EXERCISE REQUIREMENTS: Rewrite all the records below with the requests left as they are, and raise every number in each result outline by 106, including the viewBox values and all path coordinates. Leave out the pictures.
◇ ◇ ◇ ◇ ◇
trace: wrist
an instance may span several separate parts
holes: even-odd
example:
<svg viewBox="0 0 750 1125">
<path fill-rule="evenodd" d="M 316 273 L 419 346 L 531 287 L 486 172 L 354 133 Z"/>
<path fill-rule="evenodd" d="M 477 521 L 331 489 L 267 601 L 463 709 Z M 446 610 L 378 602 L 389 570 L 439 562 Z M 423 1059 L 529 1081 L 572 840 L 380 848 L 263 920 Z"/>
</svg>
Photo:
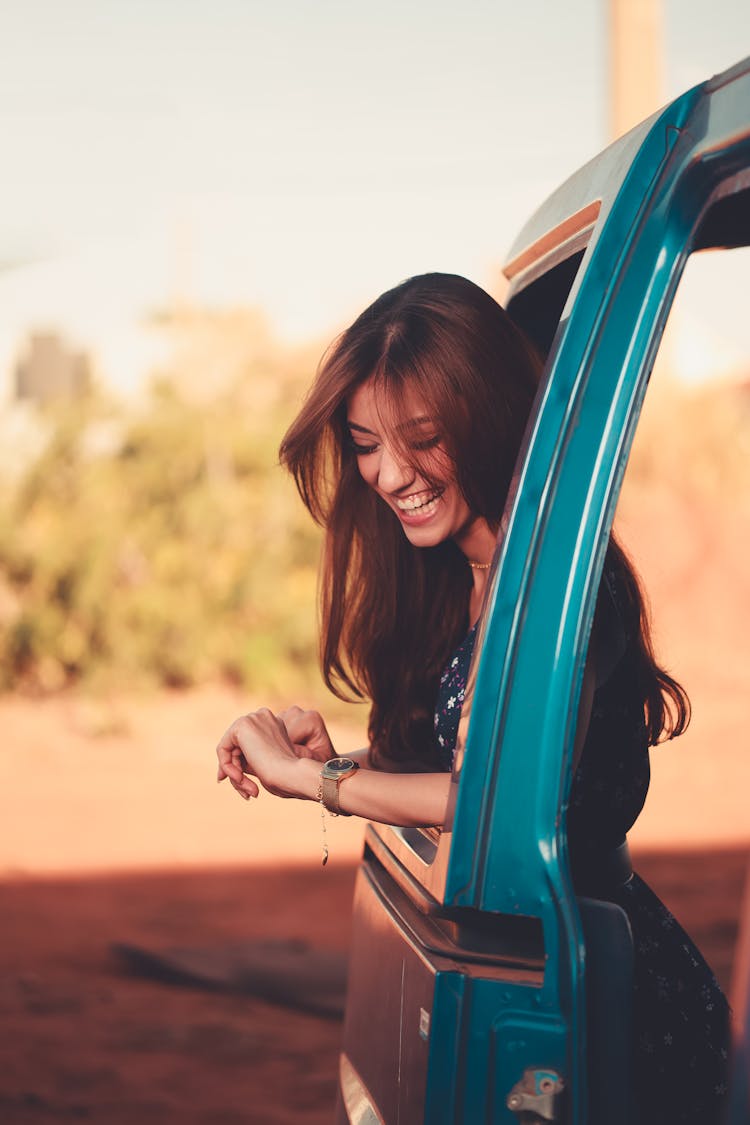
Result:
<svg viewBox="0 0 750 1125">
<path fill-rule="evenodd" d="M 315 758 L 298 758 L 295 766 L 296 784 L 298 795 L 305 801 L 317 801 L 318 789 L 320 786 L 320 770 L 323 763 Z"/>
</svg>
◇ ◇ ◇ ◇ ◇
SOLUTION FOR THIS TASK:
trace: wrist
an instance may span several separate parts
holes: even-odd
example:
<svg viewBox="0 0 750 1125">
<path fill-rule="evenodd" d="M 316 273 L 419 346 L 531 287 L 486 172 L 354 133 Z"/>
<path fill-rule="evenodd" d="M 477 521 L 331 489 L 267 601 L 463 709 Z M 446 610 L 378 602 L 389 570 L 439 562 Z M 423 1059 L 529 1081 L 572 840 L 380 848 L 263 920 Z"/>
</svg>
Photo:
Result:
<svg viewBox="106 106 856 1231">
<path fill-rule="evenodd" d="M 421 864 L 404 864 L 401 872 L 402 890 L 404 901 L 411 907 L 423 907 L 424 895 L 426 892 L 426 876 L 429 869 Z"/>
</svg>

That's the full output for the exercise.